**Excerpt**:
■ ■ ■ ■ ■
Gap junction modulation is a promising and completely novel mechanism of action for the treatment of cardiovascular disorders. Gap junctions are a class of protein channels that are responsible for conducting electrical impulses between cells in the heart to maintain normal rhythm. Rotigaptide (ZP-123, GAP-486), a stable antiarrhythmic peptide analogue that has been shown to increase gap junction intercellular conductance in cardiomyocytes, is currently under clinical investigation by Wyeth for the treatment of arrhythmias. This novel compound was the subject of presentations at two recent conferences.

The mechanism of action of rotigaptide and preclinical study results were presented at the International Gap Junction Conference in Whistler, British Columbia in August. Rotigaptide increased gap junction-mediated intercellular communication in cultures of cells expressing connexin43, without inducing any significant changes in the overall phosphorylation status of connexin43 (Martin, P.E.M. et al. Int Gap Junction Conf (Aug 13-18, Whistler) 2005, Abst 93). Studies in isolated perfused rat hearts established that global no-flow ischemia for 30 minutes induced dephosphorylation of three serine sites (Ser297, Ser306 and Ser368) in the carboxy-terminal domain of connexin43 and resulted in the development of asystole. Treatment with rotigaptide suppressed dephosphorylation and significantly increased time to asystole (Axelsen, L.N. et al., Abst). Incubation of isolated rat left atria with rotigaptide dose-dependently prevented atrial conduction velocity (CV) slowing and completely reverted established atrial CV slowing induced by metabolic stress, but had no significant effects on atrial CV during physiological conditions (Haugan, K. et al., Abst). The in vivo effects of rotigaptide were evaluated in dogs with ventricular arrhythmias associated with ischemia/reperfusion injury. All the animals first received a single intravenous bolus of vehicle or rotigaptide 10 minutes before reperfusion, followed by an i.v. infusion of vehicle or active drug. Compared to vehicle, the two highest rotigaptide doses employed were associated with significant reductions in the total incidence of ventricular tachycardia during the first 60 minutes of reperfusion and in the total number of premature ventricular complexes. Infarct size also decreased dose-dependently with roptigaptide, and the difference compared to vehicle was statistically significant with the highest dose tested. The compound had no significant effects on regional myocardial blood flow, blood pressure or heart rate (Hennan, J.K. et al. Int Gap Junction Conf (Aug 13-18, Whistler) 2005, Abst 52).
■ ■ ■ ■ ■
**Data extracts**:
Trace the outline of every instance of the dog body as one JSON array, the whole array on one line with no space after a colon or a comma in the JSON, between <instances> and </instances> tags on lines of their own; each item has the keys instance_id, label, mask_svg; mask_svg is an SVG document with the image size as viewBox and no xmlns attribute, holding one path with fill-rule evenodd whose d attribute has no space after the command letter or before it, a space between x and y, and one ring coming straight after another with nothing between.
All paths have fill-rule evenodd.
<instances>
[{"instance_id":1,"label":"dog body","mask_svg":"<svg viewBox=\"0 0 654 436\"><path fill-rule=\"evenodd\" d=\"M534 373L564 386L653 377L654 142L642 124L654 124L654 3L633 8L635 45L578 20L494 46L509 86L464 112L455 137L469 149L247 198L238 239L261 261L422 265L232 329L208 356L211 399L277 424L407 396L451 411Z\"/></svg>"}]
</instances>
■ ■ ■ ■ ■
**Required action 1**: In the rotigaptide passage, which company is running the clinical investigation of the drug?
**Required action 2**: Return the part of the rotigaptide passage starting with "Gap junction modulation" and going on through "two recent conferences.".
**Required action 3**: Write the next part of the rotigaptide passage, picking up after its final sentence.

**Answer box 1**: Wyeth

**Answer box 2**:
Gap junction modulation is a promising and completely novel mechanism of action for the treatment of cardiovascular disorders. Gap junctions are a class of protein channels that are responsible for conducting electrical impulses between cells in the heart to maintain normal rhythm. Rotigaptide (ZP-123, GAP-486), a stable antiarrhythmic peptide analogue that has been shown to increase gap junction intercellular conductance in cardiomyocytes, is currently under clinical investigation by Wyeth for the treatment of arrhythmias. This novel compound was the subject of presentations at two recent conferences.

**Answer box 3**:
Chronic volume overload (CVO) has been reported to slow atrial conduction and increase susceptibility to the induction of atrial tachyarrhythmia in the heart. The in vivo effects of rotigaptide were further studied in rabbits with CVO induced by arterio-venous shunt formation. Compared to sham-operated rabbits, the expression of atrial gap junction proteins connexin40 and connexin43 in the heart of rabbits with CVO decreased by 32% and 72%, respectively. Treatment with rotigaptide significantly increased atrial conduction velocity, but had no effects on the incidence of atrial tachyarrhythmias. These results suggest that closure of gap junction channels contributes to slowing of atrial conduction in this model, but is not responsible for the increased susceptibility to arrhythmia (Haugan, K. et al. Eur Soc Cardiol Cong (Sept 3-7, Stockholm) 2005, Abst P3064).

Rotigaptide has reached phase II clinical trials at Wyeth. Earlier this year, Zealand Pharma and Wyeth expanded their existing research collaboration in the field of gap junction modulation. This is the third research agreement between the two companies following the initial licensing agreement in 2003 concerning rotigaptide. The focus of the expanded three-year agreement is research and development of new gap junction modulators targeting cardiovascular disorders.